Give every entry again, word for word and in full.

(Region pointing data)

++++

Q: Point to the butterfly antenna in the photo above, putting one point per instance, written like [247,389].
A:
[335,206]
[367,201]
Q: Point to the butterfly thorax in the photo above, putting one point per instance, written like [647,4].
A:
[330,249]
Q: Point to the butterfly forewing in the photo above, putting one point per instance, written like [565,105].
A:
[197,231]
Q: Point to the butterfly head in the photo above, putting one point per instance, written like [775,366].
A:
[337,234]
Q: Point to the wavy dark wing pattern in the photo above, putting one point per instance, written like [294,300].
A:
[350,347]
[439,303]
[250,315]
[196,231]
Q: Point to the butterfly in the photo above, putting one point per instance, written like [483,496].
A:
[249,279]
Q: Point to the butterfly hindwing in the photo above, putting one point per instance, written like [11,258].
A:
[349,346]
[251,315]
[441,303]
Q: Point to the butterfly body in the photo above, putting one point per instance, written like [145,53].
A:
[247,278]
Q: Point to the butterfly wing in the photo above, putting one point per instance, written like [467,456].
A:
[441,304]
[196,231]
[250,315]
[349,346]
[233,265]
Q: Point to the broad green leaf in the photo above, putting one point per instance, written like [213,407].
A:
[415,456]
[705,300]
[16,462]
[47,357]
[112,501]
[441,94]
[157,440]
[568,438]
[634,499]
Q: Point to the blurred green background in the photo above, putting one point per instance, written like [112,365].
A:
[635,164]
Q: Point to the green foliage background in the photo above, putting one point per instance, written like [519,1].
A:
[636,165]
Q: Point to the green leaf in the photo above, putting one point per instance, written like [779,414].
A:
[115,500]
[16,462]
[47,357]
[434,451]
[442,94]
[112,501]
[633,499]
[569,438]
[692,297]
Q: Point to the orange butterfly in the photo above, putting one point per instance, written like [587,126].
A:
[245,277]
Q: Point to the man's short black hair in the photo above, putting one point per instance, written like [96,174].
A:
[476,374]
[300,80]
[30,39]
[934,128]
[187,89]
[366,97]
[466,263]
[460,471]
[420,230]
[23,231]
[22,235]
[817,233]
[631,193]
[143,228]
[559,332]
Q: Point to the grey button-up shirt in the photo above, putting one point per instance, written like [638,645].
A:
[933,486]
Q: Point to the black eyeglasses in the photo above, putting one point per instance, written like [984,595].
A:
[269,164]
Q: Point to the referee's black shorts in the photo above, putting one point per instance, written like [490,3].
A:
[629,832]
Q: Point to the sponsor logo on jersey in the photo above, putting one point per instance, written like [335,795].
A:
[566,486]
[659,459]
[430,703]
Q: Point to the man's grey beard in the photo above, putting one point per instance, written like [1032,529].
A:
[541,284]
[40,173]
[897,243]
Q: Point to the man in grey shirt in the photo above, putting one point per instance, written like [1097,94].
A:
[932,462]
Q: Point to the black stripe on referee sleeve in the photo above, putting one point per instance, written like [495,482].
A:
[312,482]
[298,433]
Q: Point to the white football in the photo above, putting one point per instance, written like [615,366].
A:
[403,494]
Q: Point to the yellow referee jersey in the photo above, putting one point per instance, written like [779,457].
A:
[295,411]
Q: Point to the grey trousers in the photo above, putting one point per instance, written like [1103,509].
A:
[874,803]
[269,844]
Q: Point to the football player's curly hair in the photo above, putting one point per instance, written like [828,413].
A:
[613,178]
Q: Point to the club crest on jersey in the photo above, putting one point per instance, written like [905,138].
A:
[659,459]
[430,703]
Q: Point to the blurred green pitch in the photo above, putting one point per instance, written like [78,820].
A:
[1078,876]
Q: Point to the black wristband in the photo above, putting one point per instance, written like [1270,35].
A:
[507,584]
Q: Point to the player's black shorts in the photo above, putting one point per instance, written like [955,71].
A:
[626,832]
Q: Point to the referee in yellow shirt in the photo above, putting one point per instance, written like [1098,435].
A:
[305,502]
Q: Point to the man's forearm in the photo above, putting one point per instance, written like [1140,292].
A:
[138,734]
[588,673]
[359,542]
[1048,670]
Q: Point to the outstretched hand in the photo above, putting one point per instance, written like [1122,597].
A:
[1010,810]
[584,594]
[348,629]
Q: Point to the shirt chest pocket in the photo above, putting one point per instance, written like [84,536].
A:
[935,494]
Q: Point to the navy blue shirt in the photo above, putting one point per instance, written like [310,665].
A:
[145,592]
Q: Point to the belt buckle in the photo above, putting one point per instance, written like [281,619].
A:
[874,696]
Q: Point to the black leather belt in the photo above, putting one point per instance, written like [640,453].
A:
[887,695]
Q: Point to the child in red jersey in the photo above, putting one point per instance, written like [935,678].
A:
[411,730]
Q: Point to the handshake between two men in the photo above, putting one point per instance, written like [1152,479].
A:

++++

_Solution for this exercise_
Q: Point to the butterfly antenna in the photo above, putting one point per instance, written like [247,389].
A:
[335,206]
[367,201]
Q: Point to the butterfly thorax in the photo above, putting one point per instance, written like [647,4].
A:
[330,249]
Q: Point to the butterfly forewing in the photo above, putting one point per instance, written like [565,105].
A:
[197,231]
Q: Point to the butterfly head in the photo above, putting one point per instance, written like [775,366].
A:
[337,234]
Q: Point to the wavy dark wing pattern in the photo above, putting one point per instance, written like [294,300].
A:
[350,347]
[439,303]
[250,315]
[196,231]
Q: Point to the butterfly in the photo above, putting one point per instance, written like [483,496].
A:
[249,279]
Q: Point to the butterfly hindwing in the photo above, putting one point per instance, written like [11,258].
A:
[349,346]
[251,315]
[441,303]
Q: Point to the butterfly body in the photo above, putting one point per instance, written like [145,53].
A:
[247,278]
Q: Point to the butterfly wing in the photo above, putting one point per instance, written like [467,456].
A:
[441,304]
[196,231]
[250,315]
[349,346]
[233,265]
Q: Point to the broad green leaf in the photo above, putting one point per instance, written like [213,407].
A:
[415,456]
[705,300]
[16,462]
[47,357]
[112,501]
[441,94]
[157,440]
[568,438]
[634,499]
Q: Point to the blurred green background in the photo above, putting one point per instance, written like [112,365].
A:
[635,164]
Q: Point to the green foliage background in the photo above, putting one point per instance, written like [519,1].
A:
[636,165]
Q: Point to the green leaf in the photo above, putting one point per instance, written like [779,414].
A:
[115,500]
[16,462]
[47,357]
[434,451]
[442,94]
[112,501]
[633,499]
[569,438]
[692,297]
Q: Point to the orange butterfly in the photo above, putting one point per instance, written like [587,126].
A:
[245,277]
Q: Point to the man's short black hair in the photo above, putting one point per instance, written like [96,174].
A:
[476,374]
[300,80]
[30,39]
[934,128]
[187,89]
[366,97]
[466,263]
[460,471]
[420,230]
[23,231]
[22,235]
[817,233]
[631,193]
[143,228]
[559,332]
Q: Point to the grey button-up shirt in the photo above, putting one point per instance, written like [638,645].
A:
[933,486]
Q: Point to the black eyeglasses in the photo above, putting one point per instance, written like [984,595].
A:
[269,164]
Q: Point to the referee's black shorts in the photo above, putting one point per instance, written like [490,3].
A:
[629,832]
Q: Point to the sponsor logo on jersey in the photo above, putting one point per instance, written like [335,795].
A:
[566,486]
[659,459]
[430,703]
Q: Point to the man's grey beard in the photo above, putting one point per instance, written like [1032,529].
A:
[541,284]
[40,173]
[897,243]
Q: Point to the man in grey shirt in the photo above, putting one point per instance, written like [1097,94].
A:
[932,462]
Q: Point to the black stripe on referee sleeve in the photo above, putting one point per instance, written like [495,482].
A:
[312,482]
[298,433]
Q: Point to the white football in the photo above, putting one point per instance, written like [615,366].
A:
[403,494]
Q: Point to the yellow referee jersey in the photo above, putting one point per instance, written like [779,457].
A:
[295,411]
Q: Point to the grey trousers in the photo above, putting one point per instance, written like [1103,509].
A:
[874,803]
[269,844]
Q: Point to the football player's curly hair in the photo above, putting one point per instance, written like [828,413].
A:
[613,178]
Q: Point to the club crest on jersey in the photo above, putting one point per instance, written like [905,138].
A:
[659,459]
[430,703]
Q: Point to the blurred green pitch in the photo above, putting one point per instance, written like [78,820].
A:
[1078,876]
Q: Point to the black wristband in the photo above, putting one point per instance, written like [1270,35].
A:
[507,584]
Q: Point to the player's black shorts in the photo above, putting one point per instance, written like [955,71].
A:
[626,832]
Q: Point to the referee in yellow shirt in the photo above, putting one point per instance, written like [1098,435].
A:
[305,502]
Q: Point to the man's forearm in the photo above, putting one point per instance, written like [1140,292].
A:
[138,734]
[588,673]
[359,542]
[1048,670]
Q: Point to the outstretched hand in the photo above, putting one point per instance, written like [1122,597].
A:
[1010,810]
[584,594]
[348,629]
Q: Point to the shirt chest pocket in the photo above, putting one point per instance, written like [84,536].
A:
[935,494]
Q: Point to the navy blue shirt in the photo above, putting one point per instance, written like [310,665].
A:
[145,592]
Q: Point to the belt buckle in the photo above, putting one point per instance, written like [281,619].
A:
[874,696]
Q: Point to the black leather belt in the photo above, putting one point per instance, written like [640,453].
A:
[887,695]
Q: Point to the child in red jersey in the photo above, putting one point per instance, written like [935,678].
A:
[411,730]
Q: Point to the handshake between two men in the photo above, putting one point per instance, written like [1152,479].
A:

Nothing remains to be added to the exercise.